Text section:
* * *
I was able to extract a template with a single row of data containing only one variable by a script like:

  • template file: tmpl_single.tmpl
{
  "var1": "${VARIABLE_1}",
  "var2": "${VARIABLE_2}",
  "var3": "${VARIABLE_3}"
}
  • shell script file: generate.sh
#!/bin/bash
DIR_BASE="$(cd "$(dirname "$0")" && pwd)"
render_2_file() {
  template_file=$1
  out_file=$2
  set +u
  for env in $(sed -n 's/^[^#].*${\(.*\)}.*/\1/p' $template_file); do
    # debug
    echo "$env : $(eval echo \$${env})"
    if [ -z "$(eval echo \$${env})" ]; then
      echo "environment variable '${env}' not set"
      missing=true
    fi
  done
  if [ "${missing}" ]; then
    echo 'Please check the above variable'
    exit 1
  fi
  eval "cat << EOF
$(cat ${template_file})
EOF" >"$out_file"
  set -u
}
main(){
    # debug generate 
    # VARIABLE_1=var1_val
    # VARIABLE_2=var1_val
    # VARIABLE_3=var1_val

    # single var in one line 
    TMPL_PATH=$DIR_BASE/tmpl_single.tmpl
    OUT_FILE=$DIR_BASE/tmpl_single.json
    # multi var in one line 
    # TMPL_PATH=$DIR_BASE/tmpl_multi.tmpl
    # OUT_FILE=$DIR_BASE/tmpl_multi.json
    echo "check path = $OUT_FILE"
    if [ ! -f "$OUT_FILE" ]; then
        echo "not found, generating"
        render_2_file "$TMPL_PATH" "$OUT_FILE"
        if [ $? = 0 ]; then
            echo "generate successfully"
        fi
    else
        echo "out file existed, no need to generate"
* * *
Records in a dataset:
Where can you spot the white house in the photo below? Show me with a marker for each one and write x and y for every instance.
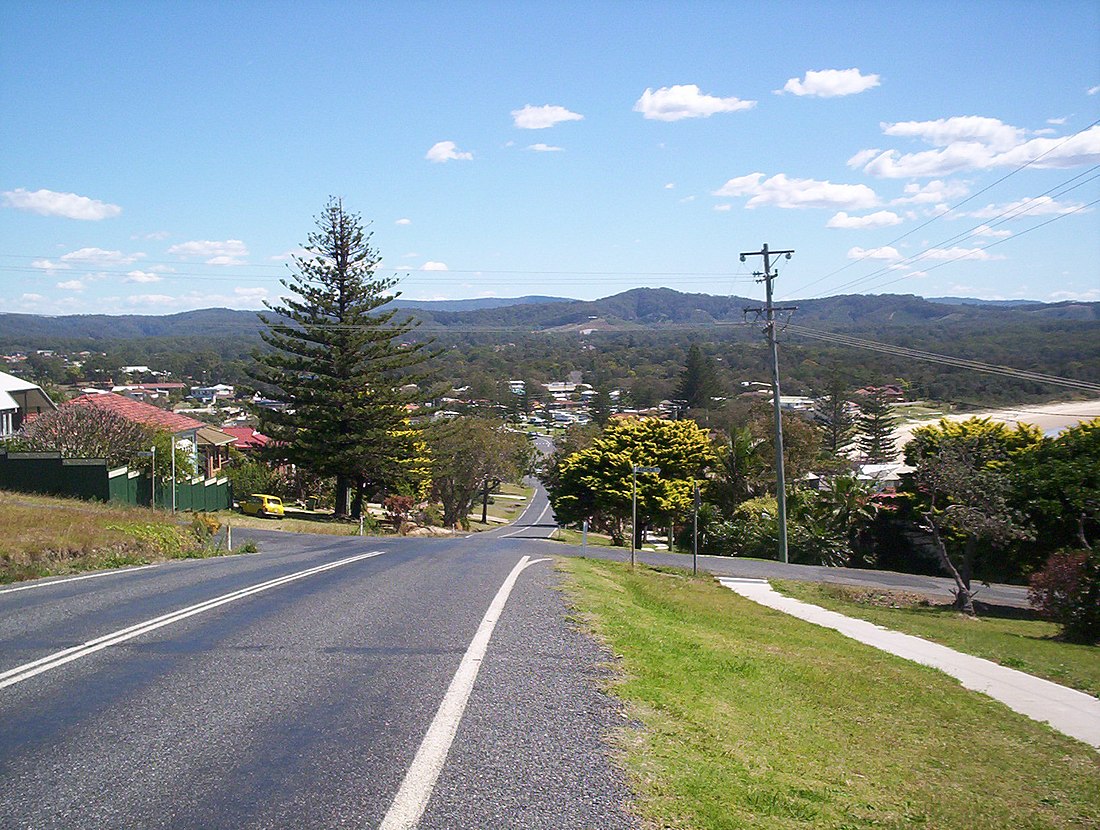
(20, 400)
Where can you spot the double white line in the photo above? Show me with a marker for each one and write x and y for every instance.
(67, 655)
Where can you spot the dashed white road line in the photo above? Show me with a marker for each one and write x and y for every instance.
(67, 655)
(420, 779)
(75, 578)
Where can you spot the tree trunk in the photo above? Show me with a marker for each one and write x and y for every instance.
(356, 501)
(964, 600)
(342, 491)
(1080, 532)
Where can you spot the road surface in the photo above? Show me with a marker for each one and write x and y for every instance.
(295, 687)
* * *
Problem set:
1/ In the script example, what message is printed when the output file already exists?
2/ List every placeholder variable that appears in the template file of the script example.

Answers in order:
1/ "out file existed, no need to generate"

2/ ${VARIABLE_1}, ${VARIABLE_2}, ${VARIABLE_3}